**** Page excerpt
Chapter 6, Problem 80A

(a)

To determine

The speed of a 97 kg person at the equator.

Answer to Problem 80A

The speed of a $97\text{ kg}$ person at the equator is $464\text{ m/s}$ .

Explanation of Solution

Given:

When the earth rotates an object (man) on the equator undergoes distance equal to the circumference of earth equator 24 hours.

Formula used:

  $v=\frac{d}{t}$

v is the velocity

dis the Distance

t is the time

Calculation:

  $v=\frac{d}{t}$

Substituting the values.

  $\begin{array}{c}v =\frac{2\pi \left(6.38\times {10}^6\right)}{24\times 60\times 60}\\ v=464\text{ m/s}\end{array}$

This is speed of any object on the earth’s equator due to the earth's rotation.

Conclusion:

The speed of a $97\text{ kg}$ person at the equator is $464\text{ m/s}$ .
********
**** Exercise material
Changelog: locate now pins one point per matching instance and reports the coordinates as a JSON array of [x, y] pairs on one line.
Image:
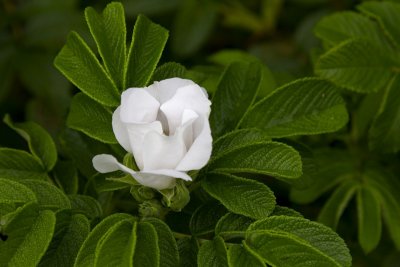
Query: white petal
[[200, 151], [120, 131], [189, 97], [162, 152], [165, 89], [138, 106], [136, 135]]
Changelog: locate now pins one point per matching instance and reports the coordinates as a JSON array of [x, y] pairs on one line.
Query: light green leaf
[[270, 158], [40, 142], [386, 13], [237, 139], [29, 234], [78, 63], [169, 255], [369, 218], [213, 254], [18, 165], [48, 196], [236, 91], [290, 241], [14, 192], [168, 70], [384, 133], [86, 205], [148, 42], [109, 32], [146, 245], [239, 256], [117, 246], [337, 203], [305, 106], [205, 218], [86, 254], [91, 118], [357, 65], [242, 196], [69, 235]]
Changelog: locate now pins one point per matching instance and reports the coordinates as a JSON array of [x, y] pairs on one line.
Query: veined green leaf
[[78, 63], [148, 42], [213, 253], [40, 142], [290, 241], [305, 106], [384, 133], [357, 65], [270, 158], [239, 256], [117, 246], [146, 245], [386, 13], [169, 255], [369, 218], [48, 196], [15, 192], [18, 165], [109, 32], [29, 234], [91, 118], [337, 203], [69, 234], [86, 254], [242, 196], [235, 93]]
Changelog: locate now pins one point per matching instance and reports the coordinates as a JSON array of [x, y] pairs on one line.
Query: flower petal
[[138, 106], [200, 151], [188, 97]]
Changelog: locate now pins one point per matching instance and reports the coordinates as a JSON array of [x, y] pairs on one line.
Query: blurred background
[[277, 32]]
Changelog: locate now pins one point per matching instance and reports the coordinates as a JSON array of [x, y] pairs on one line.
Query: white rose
[[165, 126]]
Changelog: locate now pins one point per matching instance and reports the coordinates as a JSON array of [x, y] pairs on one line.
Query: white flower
[[165, 126]]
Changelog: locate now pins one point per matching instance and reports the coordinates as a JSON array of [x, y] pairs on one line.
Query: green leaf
[[18, 165], [78, 63], [169, 255], [168, 70], [337, 203], [357, 65], [109, 32], [148, 42], [239, 256], [384, 132], [213, 254], [386, 13], [86, 254], [68, 238], [48, 196], [237, 139], [117, 246], [305, 106], [91, 118], [29, 234], [146, 245], [14, 192], [231, 224], [369, 218], [290, 241], [270, 158], [40, 142], [242, 196], [86, 205], [205, 218], [236, 91]]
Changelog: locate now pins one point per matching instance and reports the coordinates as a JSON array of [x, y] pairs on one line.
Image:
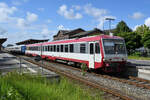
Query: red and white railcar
[[103, 51]]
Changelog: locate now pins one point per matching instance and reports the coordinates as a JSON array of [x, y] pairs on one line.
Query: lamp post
[[109, 19]]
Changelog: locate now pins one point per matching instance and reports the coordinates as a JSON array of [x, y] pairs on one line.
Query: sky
[[41, 19]]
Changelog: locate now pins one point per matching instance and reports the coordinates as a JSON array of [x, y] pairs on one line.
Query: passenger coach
[[104, 51]]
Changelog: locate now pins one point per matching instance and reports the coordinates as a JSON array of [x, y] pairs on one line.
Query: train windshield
[[114, 46]]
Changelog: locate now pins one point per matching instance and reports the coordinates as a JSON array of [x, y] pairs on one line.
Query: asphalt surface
[[140, 63], [9, 63]]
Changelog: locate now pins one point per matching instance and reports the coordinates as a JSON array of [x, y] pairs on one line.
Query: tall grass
[[27, 87]]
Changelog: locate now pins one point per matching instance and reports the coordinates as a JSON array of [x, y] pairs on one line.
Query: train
[[97, 52], [19, 49]]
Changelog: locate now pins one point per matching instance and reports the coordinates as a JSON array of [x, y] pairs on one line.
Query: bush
[[136, 54]]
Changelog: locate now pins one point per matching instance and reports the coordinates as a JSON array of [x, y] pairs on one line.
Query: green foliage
[[132, 40], [137, 54], [122, 27], [83, 68], [138, 58], [141, 30], [27, 87], [146, 39]]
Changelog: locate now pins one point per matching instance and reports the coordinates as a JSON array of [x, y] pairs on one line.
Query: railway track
[[112, 93]]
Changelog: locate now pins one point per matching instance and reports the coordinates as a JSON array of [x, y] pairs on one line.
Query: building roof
[[81, 34], [2, 40], [73, 31], [63, 31], [31, 41], [69, 31]]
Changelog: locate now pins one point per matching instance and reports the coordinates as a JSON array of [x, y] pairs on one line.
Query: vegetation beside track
[[14, 86], [138, 58]]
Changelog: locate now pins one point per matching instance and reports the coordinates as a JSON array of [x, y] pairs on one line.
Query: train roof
[[91, 38]]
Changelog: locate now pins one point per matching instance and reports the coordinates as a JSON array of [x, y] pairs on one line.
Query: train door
[[91, 54]]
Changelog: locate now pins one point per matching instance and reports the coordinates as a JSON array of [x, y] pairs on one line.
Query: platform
[[10, 63], [139, 68]]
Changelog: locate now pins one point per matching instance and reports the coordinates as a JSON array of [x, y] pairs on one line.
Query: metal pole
[[109, 19], [41, 57], [20, 64]]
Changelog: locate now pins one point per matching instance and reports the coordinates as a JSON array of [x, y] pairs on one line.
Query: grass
[[26, 87], [138, 58]]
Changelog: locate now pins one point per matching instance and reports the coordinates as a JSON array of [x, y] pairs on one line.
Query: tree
[[132, 40], [146, 39], [141, 30], [122, 27]]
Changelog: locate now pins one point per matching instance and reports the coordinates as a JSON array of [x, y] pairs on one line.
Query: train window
[[54, 48], [62, 47], [57, 48], [97, 48], [91, 48], [82, 48], [48, 48], [66, 48], [71, 48], [51, 48]]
********
### Parts of the exercise
1 – Could you repeat the passage of the equator speed solution between "The speed of a 97" and "equator 24 hours.", inclusive, replacing "person" with "student"?
2 – Can you retype the entries exactly, from the start of the entries through the line holding "106], [136, 135]]", inclusive, and leave the pictures out?

### Exercise results
1 –
The speed of a 97 kg student at the equator.

Answer to Problem 80A

The speed of a $97\text{ kg}$ student at the equator is $464\text{ m/s}$ .

Explanation of Solution

Given:

When the earth rotates an object (man) on the equator undergoes distance equal to the circumference of earth equator 24 hours.

2 –
Changelog: locate now pins one point per matching instance and reports the coordinates as a JSON array of [x, y] pairs on one line.
Image:
Query: white petal
[[200, 151], [120, 131], [189, 97], [162, 152], [165, 89], [138, 106], [136, 135]]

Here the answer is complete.